• **What to produce**
Drop the images. Copy every line below character for character.

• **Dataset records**
──────────────────────────────

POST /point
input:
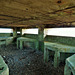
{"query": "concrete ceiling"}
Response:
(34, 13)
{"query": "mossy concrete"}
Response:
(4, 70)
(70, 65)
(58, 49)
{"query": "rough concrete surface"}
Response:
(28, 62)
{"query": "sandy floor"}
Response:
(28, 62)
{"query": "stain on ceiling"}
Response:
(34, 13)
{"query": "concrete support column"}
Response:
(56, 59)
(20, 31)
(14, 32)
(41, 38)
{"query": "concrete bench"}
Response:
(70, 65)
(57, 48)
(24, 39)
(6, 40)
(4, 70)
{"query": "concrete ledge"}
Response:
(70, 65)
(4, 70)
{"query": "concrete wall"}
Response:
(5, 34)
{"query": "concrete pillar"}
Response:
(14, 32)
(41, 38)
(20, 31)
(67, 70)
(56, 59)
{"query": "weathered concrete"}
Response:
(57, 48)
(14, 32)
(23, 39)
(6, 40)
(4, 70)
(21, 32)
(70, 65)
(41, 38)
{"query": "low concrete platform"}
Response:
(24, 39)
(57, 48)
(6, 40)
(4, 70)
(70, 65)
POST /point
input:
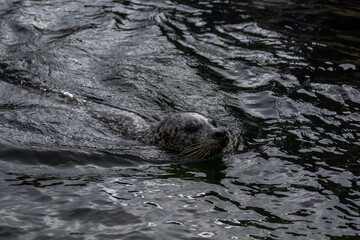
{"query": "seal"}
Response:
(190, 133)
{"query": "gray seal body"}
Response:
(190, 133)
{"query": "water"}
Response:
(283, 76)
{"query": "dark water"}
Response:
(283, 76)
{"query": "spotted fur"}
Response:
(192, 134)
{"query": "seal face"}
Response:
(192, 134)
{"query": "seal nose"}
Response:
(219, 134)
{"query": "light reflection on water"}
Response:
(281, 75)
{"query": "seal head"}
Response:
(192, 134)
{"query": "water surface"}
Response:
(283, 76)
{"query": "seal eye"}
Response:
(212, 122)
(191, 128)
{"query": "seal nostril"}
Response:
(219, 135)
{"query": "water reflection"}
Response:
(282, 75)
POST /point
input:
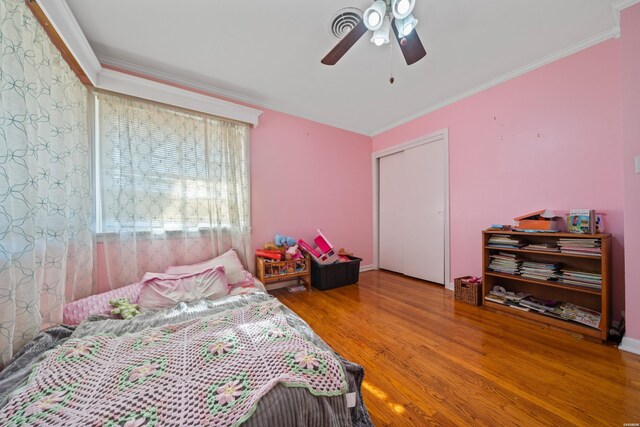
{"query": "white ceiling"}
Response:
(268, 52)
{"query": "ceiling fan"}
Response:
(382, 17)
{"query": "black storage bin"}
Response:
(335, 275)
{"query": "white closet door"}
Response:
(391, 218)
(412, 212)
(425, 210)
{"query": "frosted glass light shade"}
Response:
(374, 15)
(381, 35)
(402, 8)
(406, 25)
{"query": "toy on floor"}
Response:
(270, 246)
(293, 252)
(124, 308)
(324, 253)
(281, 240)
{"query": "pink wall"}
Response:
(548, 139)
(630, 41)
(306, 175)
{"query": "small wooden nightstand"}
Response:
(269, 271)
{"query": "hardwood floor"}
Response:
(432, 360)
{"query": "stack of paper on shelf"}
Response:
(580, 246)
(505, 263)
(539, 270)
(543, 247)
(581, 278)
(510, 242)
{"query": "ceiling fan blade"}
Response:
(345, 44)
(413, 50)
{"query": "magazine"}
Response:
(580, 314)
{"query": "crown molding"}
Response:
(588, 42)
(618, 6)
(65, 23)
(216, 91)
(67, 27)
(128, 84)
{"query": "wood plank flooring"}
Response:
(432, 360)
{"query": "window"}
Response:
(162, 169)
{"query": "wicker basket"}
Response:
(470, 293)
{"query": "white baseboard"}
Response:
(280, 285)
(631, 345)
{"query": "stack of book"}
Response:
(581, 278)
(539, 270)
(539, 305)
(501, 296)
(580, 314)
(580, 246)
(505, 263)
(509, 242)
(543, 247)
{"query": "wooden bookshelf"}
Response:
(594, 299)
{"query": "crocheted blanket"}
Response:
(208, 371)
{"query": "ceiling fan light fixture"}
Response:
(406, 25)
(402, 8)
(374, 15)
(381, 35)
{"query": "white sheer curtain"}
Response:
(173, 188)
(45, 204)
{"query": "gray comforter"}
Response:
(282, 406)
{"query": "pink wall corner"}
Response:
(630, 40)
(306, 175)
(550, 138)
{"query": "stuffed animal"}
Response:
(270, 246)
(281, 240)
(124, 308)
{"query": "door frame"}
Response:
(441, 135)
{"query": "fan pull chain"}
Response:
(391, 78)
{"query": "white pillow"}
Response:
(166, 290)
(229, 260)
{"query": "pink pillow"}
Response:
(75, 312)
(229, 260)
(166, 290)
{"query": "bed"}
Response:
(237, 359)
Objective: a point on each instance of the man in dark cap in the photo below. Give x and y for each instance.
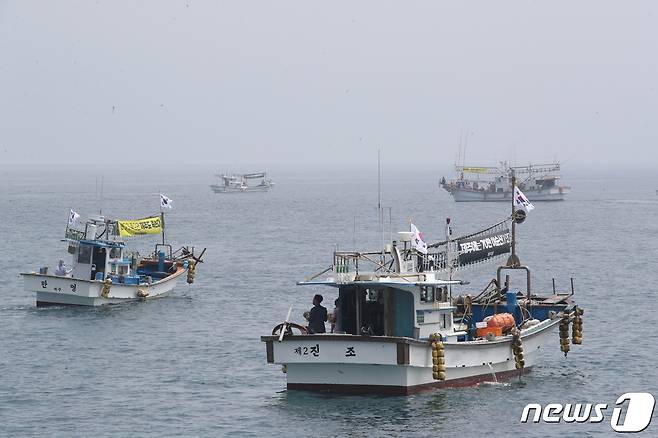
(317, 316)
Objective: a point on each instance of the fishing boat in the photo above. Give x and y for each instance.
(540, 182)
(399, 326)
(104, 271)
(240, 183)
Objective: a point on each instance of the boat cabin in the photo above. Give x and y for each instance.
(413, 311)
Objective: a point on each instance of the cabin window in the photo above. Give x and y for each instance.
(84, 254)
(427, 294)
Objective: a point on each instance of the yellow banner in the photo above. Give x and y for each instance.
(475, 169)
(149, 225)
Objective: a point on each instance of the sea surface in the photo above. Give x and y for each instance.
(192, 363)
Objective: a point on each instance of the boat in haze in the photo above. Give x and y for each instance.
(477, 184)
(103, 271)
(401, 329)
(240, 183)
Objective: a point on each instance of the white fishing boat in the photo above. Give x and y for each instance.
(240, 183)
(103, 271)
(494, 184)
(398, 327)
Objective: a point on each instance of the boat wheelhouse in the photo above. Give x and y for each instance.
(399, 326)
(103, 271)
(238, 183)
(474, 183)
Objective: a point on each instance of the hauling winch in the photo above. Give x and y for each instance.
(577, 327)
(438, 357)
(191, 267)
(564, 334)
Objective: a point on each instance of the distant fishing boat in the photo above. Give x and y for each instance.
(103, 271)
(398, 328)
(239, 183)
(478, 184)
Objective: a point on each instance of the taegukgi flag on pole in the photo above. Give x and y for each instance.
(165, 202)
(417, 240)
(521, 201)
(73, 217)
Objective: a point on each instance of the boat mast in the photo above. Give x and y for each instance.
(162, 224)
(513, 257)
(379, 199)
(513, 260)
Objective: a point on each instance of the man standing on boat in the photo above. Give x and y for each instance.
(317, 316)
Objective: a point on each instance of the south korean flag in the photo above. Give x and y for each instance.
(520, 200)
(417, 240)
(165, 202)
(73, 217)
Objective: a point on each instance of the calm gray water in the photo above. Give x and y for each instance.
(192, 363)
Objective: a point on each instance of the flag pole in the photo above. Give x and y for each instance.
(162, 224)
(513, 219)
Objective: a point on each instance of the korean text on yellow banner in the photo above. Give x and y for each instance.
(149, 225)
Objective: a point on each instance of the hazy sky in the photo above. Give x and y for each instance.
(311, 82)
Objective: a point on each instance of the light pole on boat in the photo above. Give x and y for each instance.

──────────────────────────────

• **Completed task**
POST /point
input:
{"query": "concrete ceiling"}
Response:
(34, 13)
{"query": "mossy concrete"}
Response:
(4, 70)
(70, 65)
(58, 49)
{"query": "rough concrete surface"}
Response:
(28, 62)
{"query": "sandy floor"}
Response:
(28, 62)
{"query": "stain on ceiling"}
Response:
(34, 13)
{"query": "concrete support column"}
Response:
(56, 59)
(20, 31)
(14, 32)
(41, 38)
{"query": "concrete bench"}
Response:
(70, 65)
(57, 48)
(24, 39)
(6, 40)
(4, 70)
{"query": "concrete ledge"}
Response:
(70, 65)
(4, 70)
{"query": "concrete wall"}
Response:
(5, 34)
{"query": "concrete pillar"}
Response:
(14, 32)
(41, 38)
(20, 31)
(67, 70)
(56, 59)
{"query": "weathered concrete"}
Response:
(57, 48)
(14, 32)
(23, 39)
(6, 40)
(4, 70)
(21, 32)
(70, 65)
(41, 38)
{"query": "low concrete platform"}
Response:
(24, 39)
(57, 48)
(6, 40)
(4, 70)
(70, 65)
POST /point
input:
{"query": "seal"}
Response:
(190, 133)
{"query": "gray seal body"}
Response:
(190, 133)
{"query": "water"}
Response:
(283, 76)
{"query": "dark water"}
Response:
(283, 76)
{"query": "spotted fur"}
Response:
(192, 134)
{"query": "seal face"}
Response:
(192, 134)
{"query": "seal nose"}
Response:
(219, 134)
{"query": "light reflection on water"}
Response:
(281, 75)
{"query": "seal head"}
Response:
(192, 134)
{"query": "water surface"}
Response:
(283, 76)
{"query": "seal eye"}
Response:
(212, 122)
(191, 128)
{"query": "seal nostril"}
Response:
(219, 135)
{"query": "water reflection"}
Response:
(282, 75)
POST /point
input:
{"query": "white ceiling"}
Response:
(268, 52)
{"query": "ceiling fan"}
Response:
(382, 17)
{"query": "black storage bin"}
Response:
(335, 275)
{"query": "white closet door"}
Response:
(391, 218)
(412, 212)
(425, 210)
{"query": "frosted glass light shade"}
Response:
(374, 15)
(381, 35)
(402, 8)
(406, 25)
{"query": "toy on floor"}
Response:
(270, 246)
(293, 252)
(124, 308)
(324, 253)
(281, 240)
{"query": "pink wall"}
Response:
(548, 139)
(630, 41)
(306, 175)
{"query": "small wooden nightstand"}
Response:
(269, 271)
{"query": "hardwood floor"}
Response:
(432, 360)
{"query": "stack of paper on shelf"}
Response:
(580, 246)
(505, 263)
(539, 270)
(543, 247)
(581, 278)
(510, 242)
{"query": "ceiling fan blade"}
Response:
(345, 44)
(413, 50)
{"query": "magazine"}
Response:
(580, 314)
{"query": "crown molding"}
Response:
(588, 42)
(618, 6)
(65, 23)
(216, 91)
(67, 27)
(128, 84)
{"query": "wood plank flooring"}
Response:
(432, 360)
{"query": "window"}
Response:
(162, 169)
{"query": "wicker basket"}
Response:
(470, 293)
{"query": "white baseboard"}
Response:
(280, 285)
(631, 345)
{"query": "stack of book"}
Response:
(581, 278)
(539, 270)
(539, 305)
(501, 296)
(580, 314)
(580, 246)
(505, 263)
(509, 242)
(543, 247)
{"query": "wooden bookshelf"}
Response:
(594, 299)
{"query": "crocheted blanket"}
Response:
(208, 371)
{"query": "ceiling fan light fixture"}
Response:
(406, 25)
(402, 8)
(374, 15)
(381, 35)
{"query": "white sheer curtain"}
Response:
(173, 188)
(45, 204)
{"query": "gray comforter"}
Response:
(282, 406)
{"query": "pink wall corner"}
Response:
(630, 40)
(306, 175)
(550, 138)
{"query": "stuffed animal"}
Response:
(270, 246)
(281, 240)
(124, 308)
{"query": "door frame"}
Response:
(441, 135)
{"query": "fan pull chain"}
Response:
(391, 78)
{"query": "white pillow"}
Response:
(166, 290)
(229, 260)
{"query": "pink pillow"}
Response:
(75, 312)
(229, 260)
(166, 290)
{"query": "bed"}
Response:
(237, 359)
Objective: a point on each instance of the man in dark cap in the photo below. Give x and y for each instance.
(317, 316)
Objective: a point on each instance of the fishing boat in the photo above. Give x and y for each instance.
(540, 182)
(399, 326)
(104, 271)
(240, 183)
Objective: a point on each instance of the boat cabin in the photo above. Give x and y for each instance.
(413, 311)
Objective: a point on each instance of the cabin window in the photo above. Give x and y for each instance.
(84, 254)
(427, 294)
Objective: a point on each instance of the yellow banner in the photo above. Give x and y for each instance.
(475, 169)
(149, 225)
Objective: a point on each instance of the sea surface in the photo above. Give x and y for each instance.
(192, 363)
Objective: a point on each instance of the boat in haze in the photo above. Give x and y for each instance.
(477, 184)
(103, 271)
(401, 329)
(240, 183)
Objective: a point on each instance of the white fishing boat in the photo above. Give x and y for each instance.
(240, 183)
(103, 271)
(494, 184)
(398, 327)
Objective: a point on each instance of the boat wheelhouse in the photo above. Give x and y for each instance.
(399, 326)
(103, 271)
(238, 183)
(474, 183)
Objective: a point on each instance of the hauling winch in the photo above. Give x and y for each instance.
(577, 327)
(438, 357)
(191, 267)
(564, 334)
Objective: a point on each instance of the distant fishing boat in the photo above. Give x and y for each instance.
(103, 271)
(398, 328)
(239, 183)
(478, 184)
Objective: a point on each instance of the taegukgi flag on pole in the photo above. Give x and y for each instance.
(165, 202)
(417, 240)
(521, 201)
(73, 217)
Objective: a point on each instance of the boat mast in the photo above. Give x and y for each instance.
(162, 224)
(513, 257)
(379, 199)
(513, 260)
Objective: a point on each instance of the man standing on boat in the photo above. Give x and y for each instance.
(317, 316)
Objective: a point on each instance of the south korean flag in the photo above. Give x and y for each instance.
(520, 200)
(417, 240)
(165, 202)
(73, 217)
Objective: a point on each instance of the calm gray water in the photo above. Give x and y for each instance.
(192, 363)
Objective: a point on each instance of the flag pole in the photo above. Give x and y for each instance.
(162, 224)
(513, 219)
Objective: a point on each instance of the korean text on yellow banner in the photo above. Give x and y for each instance.
(149, 225)
Objective: a point on each instance of the hazy sky in the photo above. Give x and y for each instance.
(311, 82)
Objective: a point on each instance of the light pole on boat in the photo above. Give x and y for each instance.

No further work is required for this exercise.